Problem:
Copy out the lines below word for word, leaving out the pictures.

----- Records provided

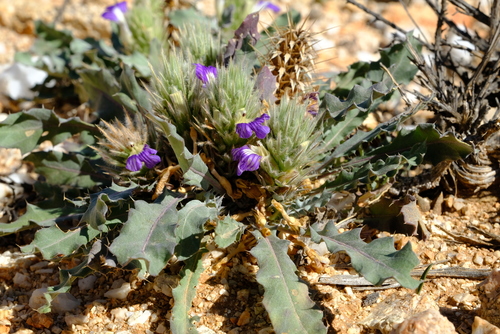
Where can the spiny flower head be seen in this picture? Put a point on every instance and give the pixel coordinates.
(293, 144)
(245, 130)
(291, 58)
(247, 159)
(205, 73)
(115, 12)
(147, 155)
(125, 145)
(267, 5)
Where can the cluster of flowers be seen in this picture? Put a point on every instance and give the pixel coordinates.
(247, 159)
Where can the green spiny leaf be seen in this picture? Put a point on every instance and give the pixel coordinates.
(228, 231)
(36, 216)
(195, 170)
(439, 147)
(149, 233)
(184, 293)
(68, 169)
(377, 260)
(190, 229)
(95, 215)
(52, 241)
(286, 298)
(26, 130)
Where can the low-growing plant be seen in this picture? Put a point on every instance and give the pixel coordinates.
(214, 146)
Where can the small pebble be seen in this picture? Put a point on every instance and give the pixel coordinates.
(64, 302)
(78, 319)
(478, 259)
(37, 298)
(139, 318)
(87, 283)
(39, 265)
(120, 313)
(119, 293)
(22, 281)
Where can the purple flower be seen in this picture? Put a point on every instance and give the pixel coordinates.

----------

Response below:
Where can the spiny flower head be seen in this picture? Put a point on every instance and give the pixel coordinates.
(293, 144)
(245, 130)
(291, 58)
(247, 159)
(205, 73)
(115, 12)
(147, 155)
(125, 145)
(267, 5)
Where can the cluster of flowers be seen in this picture? Put a point on every instance and give the pixel coordinates.
(247, 159)
Where can the green spiny leaf be seen in this picture? Put a point on every instance and give the pixel coordinates.
(228, 231)
(36, 216)
(195, 170)
(439, 147)
(149, 233)
(184, 293)
(68, 169)
(377, 260)
(190, 229)
(95, 215)
(52, 241)
(286, 298)
(26, 130)
Where can the low-growing plant be seen in this picture? Put a point on every instance and give the pixel coordinates.
(214, 146)
Where can the small pebble be seen in this picture? Put a point on every instance and give the pixel coordinates.
(64, 302)
(78, 319)
(478, 259)
(37, 298)
(139, 318)
(87, 283)
(39, 265)
(120, 313)
(119, 293)
(22, 281)
Where can the purple flower be seen in this picture? Put a point on every instance and give the pixel coordinates.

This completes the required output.